• **EXERCISE**:
Answer these questions from Note 3 below, on receivables from and payables to brokers, dealers, and clearing organizations:
1. What amount of deposits paid for securities borrowed is reported at March 31, 2012?
2. What total amount payable to brokers, dealers, and clearing organizations is reported at December 31, 2011?
3. What do securities failed to deliver and receive represent?

• **TEXT SEGMENT**:
NOTE 3 - Receivables From and Payables to Brokers, Dealers and Clearing Organizations
 
Amounts receivable from brokers, dealers, and clearing organizations at March 31, 2012 and December 31, 2011, included (in thousands):
         
 
March 31,
 2012
 
December 31,
 2011
 
         
Deposits paid for securities borrowed
$ 200,734   $ 193,509  
Securities failed to deliver
  22,336     15,485  
Receivable from clearing organizations
  14,188     43,642  
  $ 237,258   $ 252,636  
             
Amounts payable to brokers, dealers, and clearing organizations at March 31, 2012 and December 31, 2011, included (in thousands):
 
         
 
March 31,
 2012
 
December 31,
 2011
 
         
Deposits received from securities loaned
$ 141,101   $ 124,711  
Securities failed to receive
  24,791     11,216  
Payable to clearing organizations
  3,545     3,984  
  $ 169,437   $ 139,911  
             
 
Deposits paid for securities borrowed approximate the market value of the securities. Securities failed to deliver and receive represent the contract value of securities that have not been delivered or received on settlement date.

Some entries:
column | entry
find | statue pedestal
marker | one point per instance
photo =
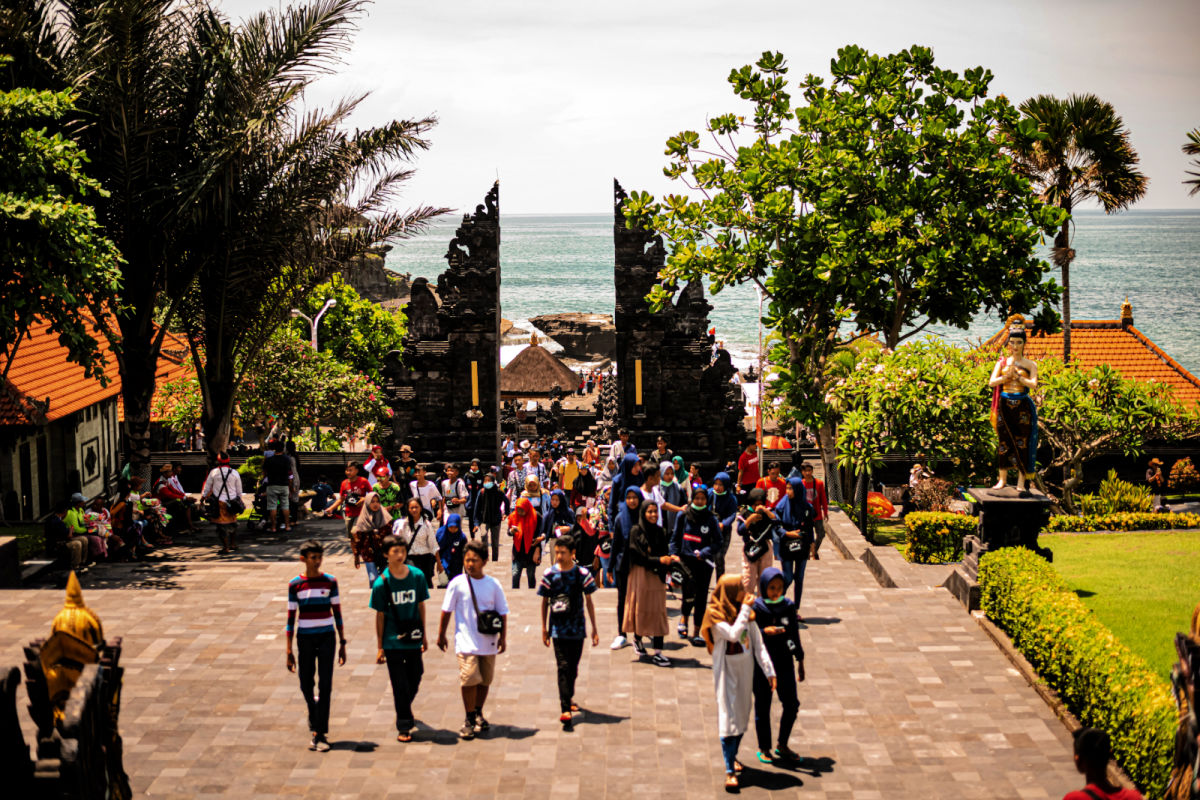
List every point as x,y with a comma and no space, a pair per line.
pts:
1007,518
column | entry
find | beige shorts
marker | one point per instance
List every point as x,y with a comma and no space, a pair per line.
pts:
475,671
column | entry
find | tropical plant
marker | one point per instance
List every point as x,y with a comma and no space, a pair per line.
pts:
881,200
1084,411
1074,150
59,266
1115,497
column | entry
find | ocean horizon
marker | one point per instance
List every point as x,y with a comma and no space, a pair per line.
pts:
564,263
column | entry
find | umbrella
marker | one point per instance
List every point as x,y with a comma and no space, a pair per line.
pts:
879,505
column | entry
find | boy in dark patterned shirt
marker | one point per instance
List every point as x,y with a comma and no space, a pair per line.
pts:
565,589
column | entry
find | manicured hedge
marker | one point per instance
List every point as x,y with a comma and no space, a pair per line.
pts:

• **RESULT BELOW**:
1. $200,734 thousand.
2. $139,911 thousand.
3. They represent the contract value of securities that have not been delivered or received on settlement date.